THE PROBLEM - Only the lines from the one containing "Where can you see the man in yellow polo" to the end of the records belong in the output; print them exactly.

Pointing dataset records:

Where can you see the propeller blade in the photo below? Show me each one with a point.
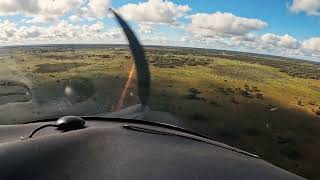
(142, 65)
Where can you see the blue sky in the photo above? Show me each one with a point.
(281, 27)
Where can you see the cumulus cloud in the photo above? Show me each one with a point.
(95, 9)
(61, 32)
(311, 7)
(312, 44)
(286, 40)
(217, 24)
(154, 11)
(49, 10)
(145, 28)
(12, 7)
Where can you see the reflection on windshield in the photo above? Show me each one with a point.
(236, 99)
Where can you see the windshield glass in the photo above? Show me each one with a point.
(232, 71)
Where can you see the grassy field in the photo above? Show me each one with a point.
(266, 105)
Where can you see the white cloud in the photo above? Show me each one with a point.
(217, 24)
(50, 10)
(311, 7)
(12, 7)
(285, 41)
(11, 33)
(99, 7)
(95, 9)
(145, 28)
(154, 11)
(312, 44)
(74, 18)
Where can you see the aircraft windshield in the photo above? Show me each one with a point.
(244, 79)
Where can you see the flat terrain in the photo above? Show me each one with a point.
(263, 104)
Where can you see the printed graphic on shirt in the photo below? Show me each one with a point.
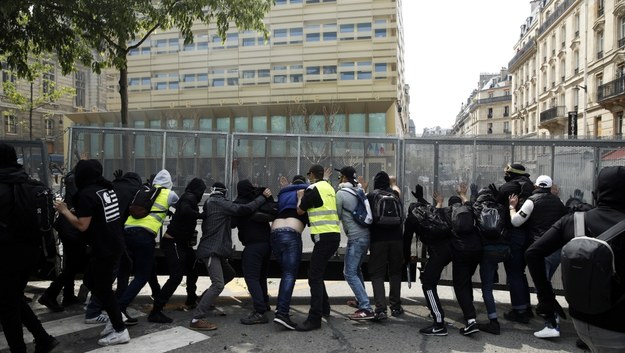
(110, 204)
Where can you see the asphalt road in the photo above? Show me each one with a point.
(337, 334)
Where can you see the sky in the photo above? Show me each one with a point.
(447, 47)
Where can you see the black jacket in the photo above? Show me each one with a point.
(609, 211)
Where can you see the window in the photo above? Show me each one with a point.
(10, 124)
(80, 84)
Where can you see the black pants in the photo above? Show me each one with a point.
(99, 279)
(325, 247)
(180, 262)
(464, 266)
(74, 261)
(439, 256)
(15, 266)
(386, 257)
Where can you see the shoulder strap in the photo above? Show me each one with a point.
(578, 219)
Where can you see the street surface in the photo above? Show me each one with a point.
(337, 334)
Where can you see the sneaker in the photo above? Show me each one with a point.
(548, 332)
(308, 326)
(434, 330)
(115, 338)
(285, 321)
(129, 320)
(46, 347)
(202, 325)
(491, 327)
(100, 319)
(159, 318)
(380, 315)
(469, 329)
(50, 303)
(362, 314)
(397, 311)
(254, 318)
(515, 315)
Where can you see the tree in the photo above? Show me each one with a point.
(47, 91)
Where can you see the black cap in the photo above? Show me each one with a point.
(349, 172)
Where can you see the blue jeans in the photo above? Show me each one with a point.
(354, 255)
(286, 244)
(140, 244)
(255, 263)
(515, 269)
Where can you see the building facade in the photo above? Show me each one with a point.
(568, 73)
(329, 66)
(487, 110)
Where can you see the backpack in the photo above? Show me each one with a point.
(432, 226)
(489, 221)
(588, 272)
(462, 219)
(386, 208)
(362, 213)
(142, 203)
(34, 205)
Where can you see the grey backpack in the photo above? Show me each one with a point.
(588, 273)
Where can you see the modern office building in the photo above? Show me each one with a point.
(568, 73)
(487, 110)
(329, 66)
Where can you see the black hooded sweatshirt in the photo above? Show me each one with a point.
(609, 211)
(184, 221)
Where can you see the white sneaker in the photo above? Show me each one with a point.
(100, 319)
(548, 332)
(115, 338)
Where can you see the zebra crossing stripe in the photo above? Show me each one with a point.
(62, 326)
(157, 342)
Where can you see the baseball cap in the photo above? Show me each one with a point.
(349, 172)
(544, 181)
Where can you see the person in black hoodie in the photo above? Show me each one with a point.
(177, 245)
(254, 235)
(603, 332)
(16, 254)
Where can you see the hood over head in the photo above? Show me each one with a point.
(381, 181)
(610, 189)
(163, 178)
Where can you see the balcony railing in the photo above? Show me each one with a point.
(552, 113)
(611, 89)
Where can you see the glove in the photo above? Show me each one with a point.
(494, 189)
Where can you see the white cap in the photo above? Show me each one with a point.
(544, 181)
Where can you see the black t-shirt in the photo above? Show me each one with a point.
(104, 233)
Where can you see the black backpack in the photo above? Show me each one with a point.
(490, 221)
(386, 208)
(432, 226)
(34, 205)
(588, 273)
(142, 203)
(462, 219)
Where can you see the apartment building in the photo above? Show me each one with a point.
(568, 73)
(329, 66)
(487, 110)
(48, 121)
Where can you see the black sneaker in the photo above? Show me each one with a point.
(491, 327)
(470, 329)
(254, 318)
(434, 330)
(515, 315)
(50, 303)
(159, 318)
(397, 311)
(285, 321)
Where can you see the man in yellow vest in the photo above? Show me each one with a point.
(140, 237)
(319, 200)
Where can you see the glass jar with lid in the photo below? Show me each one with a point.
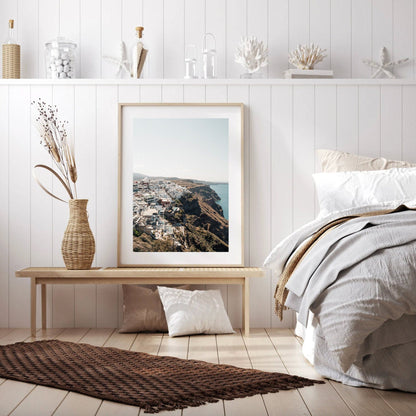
(60, 58)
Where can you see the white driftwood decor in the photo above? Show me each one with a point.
(306, 56)
(251, 54)
(121, 61)
(385, 66)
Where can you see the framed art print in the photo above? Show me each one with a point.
(180, 185)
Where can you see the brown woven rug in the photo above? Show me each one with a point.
(154, 383)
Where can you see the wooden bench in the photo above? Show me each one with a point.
(151, 275)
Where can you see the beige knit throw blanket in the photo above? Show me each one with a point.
(280, 294)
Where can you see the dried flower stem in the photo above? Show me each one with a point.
(55, 140)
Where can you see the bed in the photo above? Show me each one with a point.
(351, 274)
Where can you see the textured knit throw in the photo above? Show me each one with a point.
(154, 383)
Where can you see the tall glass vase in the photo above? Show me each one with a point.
(78, 245)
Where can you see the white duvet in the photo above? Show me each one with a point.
(359, 280)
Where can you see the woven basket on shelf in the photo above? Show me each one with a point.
(11, 61)
(78, 245)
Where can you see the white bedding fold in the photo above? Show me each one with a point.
(359, 280)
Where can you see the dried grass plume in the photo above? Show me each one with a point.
(55, 139)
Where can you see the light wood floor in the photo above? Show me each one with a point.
(265, 349)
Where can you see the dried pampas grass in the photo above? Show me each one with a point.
(55, 139)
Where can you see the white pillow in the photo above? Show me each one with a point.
(194, 312)
(341, 190)
(337, 161)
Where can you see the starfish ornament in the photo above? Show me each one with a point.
(385, 66)
(122, 62)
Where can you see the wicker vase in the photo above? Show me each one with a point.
(78, 245)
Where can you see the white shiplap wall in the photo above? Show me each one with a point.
(349, 29)
(285, 122)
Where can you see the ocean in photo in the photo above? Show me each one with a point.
(222, 190)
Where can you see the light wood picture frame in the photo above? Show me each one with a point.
(181, 185)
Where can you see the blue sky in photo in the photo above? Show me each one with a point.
(185, 148)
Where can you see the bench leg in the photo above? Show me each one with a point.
(33, 306)
(246, 308)
(43, 295)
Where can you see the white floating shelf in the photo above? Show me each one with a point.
(219, 81)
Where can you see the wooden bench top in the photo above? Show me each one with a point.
(121, 272)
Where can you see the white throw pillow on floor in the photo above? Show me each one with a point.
(194, 311)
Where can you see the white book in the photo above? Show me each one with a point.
(309, 73)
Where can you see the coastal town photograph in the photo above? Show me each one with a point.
(180, 185)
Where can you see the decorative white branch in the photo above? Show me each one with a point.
(306, 56)
(121, 62)
(385, 66)
(251, 54)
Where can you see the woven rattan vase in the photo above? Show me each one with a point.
(78, 245)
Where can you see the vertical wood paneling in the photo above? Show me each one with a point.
(325, 117)
(195, 26)
(90, 49)
(281, 177)
(347, 118)
(151, 93)
(351, 30)
(63, 295)
(236, 26)
(131, 15)
(4, 217)
(48, 23)
(174, 39)
(41, 211)
(361, 19)
(194, 93)
(107, 205)
(153, 36)
(69, 22)
(278, 37)
(369, 120)
(86, 158)
(110, 34)
(402, 40)
(341, 38)
(218, 94)
(260, 202)
(172, 93)
(320, 28)
(129, 93)
(19, 202)
(382, 27)
(216, 24)
(240, 94)
(325, 122)
(409, 123)
(283, 127)
(303, 151)
(8, 10)
(391, 122)
(257, 21)
(28, 36)
(298, 23)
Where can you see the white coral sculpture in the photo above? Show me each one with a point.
(385, 66)
(306, 56)
(121, 62)
(251, 54)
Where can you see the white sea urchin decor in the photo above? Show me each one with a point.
(306, 56)
(251, 54)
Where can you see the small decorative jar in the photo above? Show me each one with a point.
(60, 58)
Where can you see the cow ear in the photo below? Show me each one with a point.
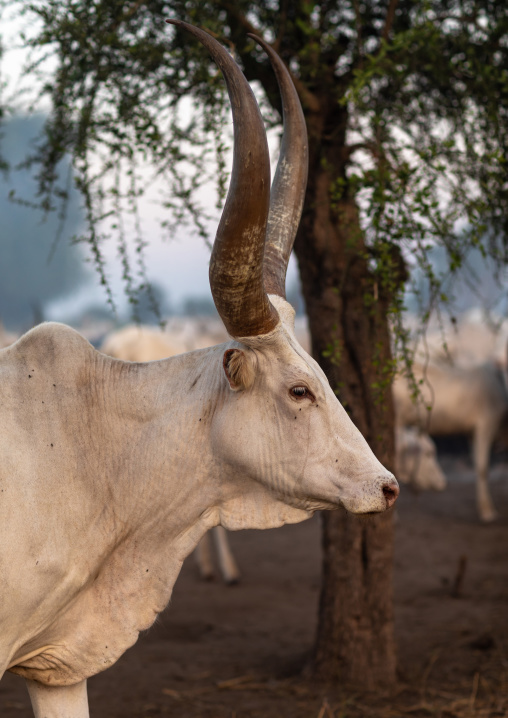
(238, 368)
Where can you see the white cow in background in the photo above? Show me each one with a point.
(6, 337)
(416, 460)
(112, 471)
(471, 401)
(141, 344)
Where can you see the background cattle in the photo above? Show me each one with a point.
(416, 460)
(113, 471)
(140, 344)
(454, 400)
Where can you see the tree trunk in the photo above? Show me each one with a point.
(350, 339)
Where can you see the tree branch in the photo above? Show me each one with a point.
(390, 14)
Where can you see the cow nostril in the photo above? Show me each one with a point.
(390, 492)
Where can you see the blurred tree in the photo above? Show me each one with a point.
(151, 304)
(405, 102)
(199, 307)
(35, 266)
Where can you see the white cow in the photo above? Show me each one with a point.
(6, 338)
(455, 400)
(112, 471)
(140, 344)
(416, 461)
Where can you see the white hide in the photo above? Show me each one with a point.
(471, 401)
(416, 460)
(142, 343)
(113, 471)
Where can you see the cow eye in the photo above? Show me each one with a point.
(300, 392)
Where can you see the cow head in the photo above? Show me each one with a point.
(280, 423)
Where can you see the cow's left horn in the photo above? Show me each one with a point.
(290, 181)
(236, 267)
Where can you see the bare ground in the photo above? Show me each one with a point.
(220, 652)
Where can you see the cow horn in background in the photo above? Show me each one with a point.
(236, 266)
(290, 181)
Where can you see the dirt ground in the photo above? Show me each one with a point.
(237, 652)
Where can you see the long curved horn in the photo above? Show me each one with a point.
(236, 266)
(290, 181)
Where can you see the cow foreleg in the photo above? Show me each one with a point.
(58, 701)
(481, 448)
(227, 564)
(204, 558)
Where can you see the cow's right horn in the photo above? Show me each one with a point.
(290, 182)
(236, 267)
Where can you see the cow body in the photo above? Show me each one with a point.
(124, 467)
(113, 471)
(471, 401)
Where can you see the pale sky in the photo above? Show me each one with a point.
(179, 265)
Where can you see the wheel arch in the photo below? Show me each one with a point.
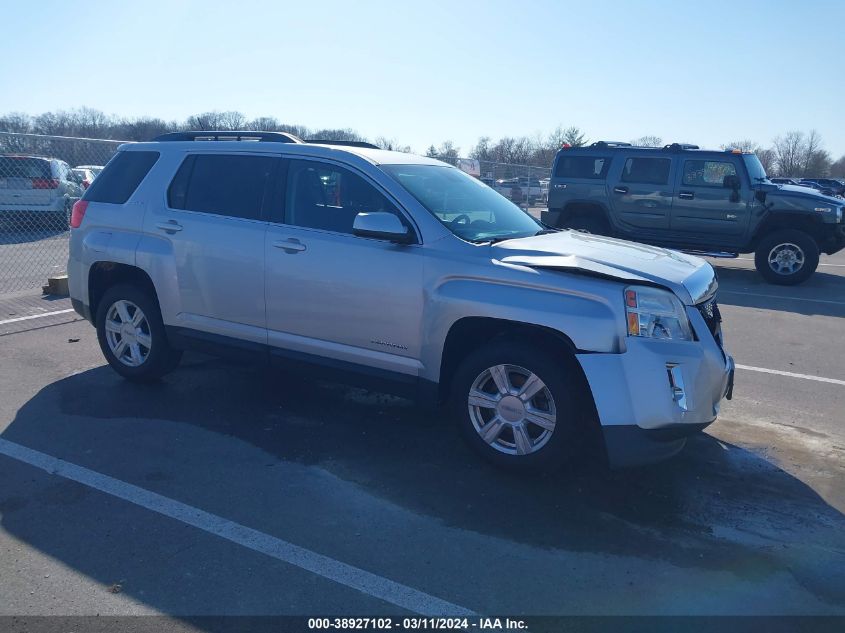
(811, 225)
(470, 333)
(103, 275)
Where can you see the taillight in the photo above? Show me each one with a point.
(45, 183)
(78, 213)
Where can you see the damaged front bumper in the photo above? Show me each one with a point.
(656, 393)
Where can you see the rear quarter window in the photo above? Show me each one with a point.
(121, 177)
(582, 166)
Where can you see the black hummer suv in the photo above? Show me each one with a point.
(711, 202)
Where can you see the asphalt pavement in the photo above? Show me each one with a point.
(237, 490)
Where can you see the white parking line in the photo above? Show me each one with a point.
(767, 296)
(341, 573)
(751, 259)
(36, 316)
(777, 372)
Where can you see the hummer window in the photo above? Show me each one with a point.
(582, 167)
(707, 173)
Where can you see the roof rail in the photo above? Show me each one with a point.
(230, 135)
(324, 141)
(610, 144)
(677, 146)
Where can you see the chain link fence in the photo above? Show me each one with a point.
(40, 179)
(42, 176)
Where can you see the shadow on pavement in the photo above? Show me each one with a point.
(822, 294)
(715, 506)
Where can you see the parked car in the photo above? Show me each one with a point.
(683, 197)
(510, 189)
(36, 188)
(415, 279)
(837, 186)
(531, 187)
(86, 176)
(818, 186)
(94, 169)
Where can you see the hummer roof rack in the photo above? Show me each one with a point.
(323, 141)
(226, 135)
(610, 144)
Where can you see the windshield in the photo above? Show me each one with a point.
(755, 168)
(466, 206)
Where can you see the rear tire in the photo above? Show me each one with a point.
(132, 336)
(786, 257)
(518, 408)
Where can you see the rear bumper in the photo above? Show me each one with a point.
(53, 207)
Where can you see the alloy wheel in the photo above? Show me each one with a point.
(512, 409)
(786, 259)
(128, 333)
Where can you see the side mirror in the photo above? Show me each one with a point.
(381, 226)
(731, 181)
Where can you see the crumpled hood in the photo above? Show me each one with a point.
(807, 194)
(691, 278)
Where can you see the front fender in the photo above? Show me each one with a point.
(588, 319)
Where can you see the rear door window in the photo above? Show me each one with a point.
(707, 173)
(121, 177)
(652, 171)
(582, 166)
(235, 185)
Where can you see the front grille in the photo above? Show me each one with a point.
(712, 317)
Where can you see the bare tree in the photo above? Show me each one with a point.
(391, 144)
(746, 145)
(789, 152)
(768, 158)
(574, 136)
(16, 122)
(648, 141)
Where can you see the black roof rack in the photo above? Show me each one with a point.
(324, 141)
(610, 144)
(226, 135)
(677, 146)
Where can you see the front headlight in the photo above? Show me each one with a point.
(656, 313)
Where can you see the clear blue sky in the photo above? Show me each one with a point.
(423, 72)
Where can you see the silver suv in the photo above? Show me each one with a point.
(401, 274)
(38, 189)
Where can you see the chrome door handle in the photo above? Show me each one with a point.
(290, 245)
(171, 226)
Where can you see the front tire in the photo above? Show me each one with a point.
(786, 257)
(518, 408)
(132, 336)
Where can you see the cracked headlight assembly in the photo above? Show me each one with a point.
(656, 313)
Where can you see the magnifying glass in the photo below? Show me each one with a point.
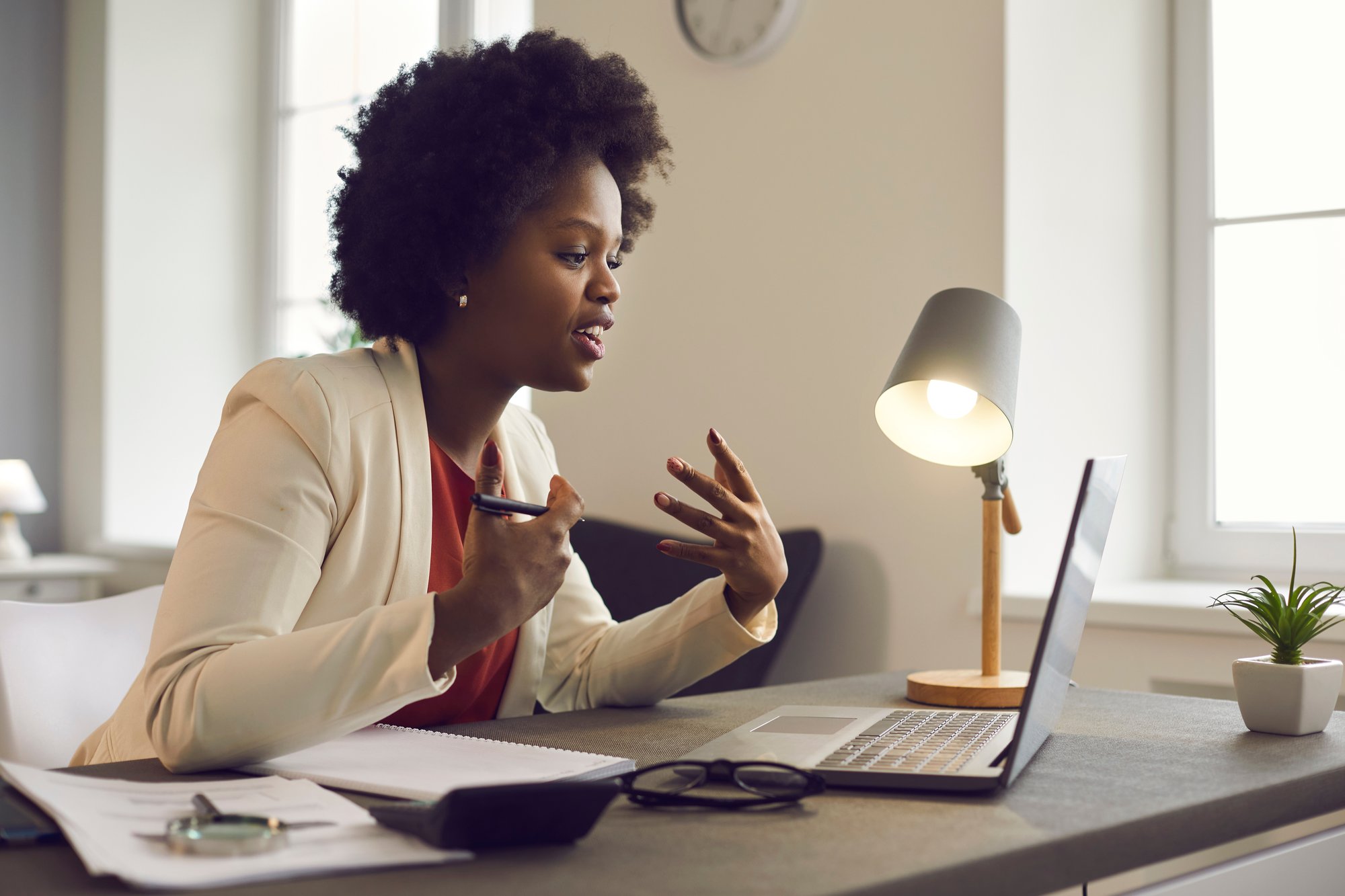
(216, 833)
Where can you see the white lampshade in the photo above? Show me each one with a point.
(952, 395)
(20, 491)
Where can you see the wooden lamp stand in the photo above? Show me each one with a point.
(988, 686)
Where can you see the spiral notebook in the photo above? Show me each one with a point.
(415, 763)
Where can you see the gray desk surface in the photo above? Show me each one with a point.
(1128, 779)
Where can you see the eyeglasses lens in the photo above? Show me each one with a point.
(670, 779)
(773, 780)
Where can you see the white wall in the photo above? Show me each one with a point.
(182, 225)
(32, 56)
(820, 198)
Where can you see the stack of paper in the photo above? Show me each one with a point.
(415, 763)
(102, 817)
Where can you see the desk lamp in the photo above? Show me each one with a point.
(950, 400)
(20, 494)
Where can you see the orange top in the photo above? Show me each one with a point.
(475, 694)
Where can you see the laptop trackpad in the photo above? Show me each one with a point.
(805, 724)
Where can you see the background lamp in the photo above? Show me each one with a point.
(20, 494)
(950, 400)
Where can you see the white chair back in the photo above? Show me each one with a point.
(65, 667)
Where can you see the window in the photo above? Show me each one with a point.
(1260, 283)
(336, 54)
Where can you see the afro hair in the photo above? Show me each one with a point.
(454, 150)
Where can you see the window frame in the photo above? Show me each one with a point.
(1198, 544)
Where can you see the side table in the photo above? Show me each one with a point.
(54, 579)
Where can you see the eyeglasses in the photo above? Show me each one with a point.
(728, 784)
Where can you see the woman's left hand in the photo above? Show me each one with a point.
(747, 548)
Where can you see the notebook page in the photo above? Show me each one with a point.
(103, 817)
(424, 764)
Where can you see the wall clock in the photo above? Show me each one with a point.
(736, 32)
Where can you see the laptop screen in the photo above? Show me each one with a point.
(1065, 623)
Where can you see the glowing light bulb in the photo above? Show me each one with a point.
(950, 400)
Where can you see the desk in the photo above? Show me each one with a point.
(54, 577)
(1128, 779)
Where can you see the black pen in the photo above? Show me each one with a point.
(504, 506)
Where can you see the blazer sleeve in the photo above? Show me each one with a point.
(228, 680)
(595, 661)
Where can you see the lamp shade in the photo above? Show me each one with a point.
(952, 395)
(20, 491)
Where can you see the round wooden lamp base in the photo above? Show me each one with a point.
(968, 688)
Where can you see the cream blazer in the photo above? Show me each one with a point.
(297, 606)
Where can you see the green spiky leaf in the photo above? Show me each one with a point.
(1285, 620)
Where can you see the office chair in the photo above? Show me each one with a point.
(633, 577)
(65, 667)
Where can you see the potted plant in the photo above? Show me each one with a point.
(1285, 693)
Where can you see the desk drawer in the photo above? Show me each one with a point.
(49, 591)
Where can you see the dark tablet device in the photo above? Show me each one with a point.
(22, 822)
(504, 814)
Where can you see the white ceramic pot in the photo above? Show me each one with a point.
(1286, 700)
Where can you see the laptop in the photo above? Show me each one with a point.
(949, 749)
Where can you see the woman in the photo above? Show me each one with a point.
(332, 572)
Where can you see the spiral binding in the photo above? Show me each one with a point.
(490, 740)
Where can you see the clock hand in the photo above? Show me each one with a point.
(724, 24)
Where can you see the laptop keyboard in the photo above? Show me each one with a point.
(919, 740)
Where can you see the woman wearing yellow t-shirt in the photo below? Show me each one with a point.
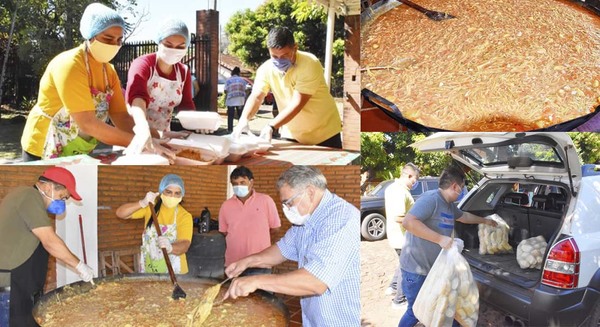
(79, 91)
(175, 223)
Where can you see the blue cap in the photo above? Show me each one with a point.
(97, 18)
(172, 26)
(171, 179)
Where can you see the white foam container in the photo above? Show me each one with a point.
(141, 159)
(195, 120)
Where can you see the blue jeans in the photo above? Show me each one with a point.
(411, 285)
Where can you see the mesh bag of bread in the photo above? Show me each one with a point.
(493, 240)
(448, 292)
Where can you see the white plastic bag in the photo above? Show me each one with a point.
(493, 240)
(448, 292)
(530, 252)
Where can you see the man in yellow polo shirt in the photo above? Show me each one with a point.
(298, 84)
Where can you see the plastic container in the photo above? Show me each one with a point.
(196, 120)
(141, 159)
(236, 152)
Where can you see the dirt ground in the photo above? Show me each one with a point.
(377, 263)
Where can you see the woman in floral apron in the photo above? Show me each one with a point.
(158, 82)
(79, 91)
(175, 223)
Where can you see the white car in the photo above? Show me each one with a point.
(533, 181)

WORKED ANSWER -
Where can you see the man in yellow polo shirt in the photo above? Show me each one with a point.
(298, 84)
Where can you see the plastic container in the photo above? Show me each one with a point.
(196, 120)
(141, 159)
(236, 152)
Where can you see the dirt ground in the photo above? Show me each one with a point.
(377, 263)
Where can you see the woman in floral apron in the photo above? Show me each one with a point.
(158, 82)
(79, 91)
(175, 223)
Where can you see the white car in the photo above? Show me each one with a point.
(533, 181)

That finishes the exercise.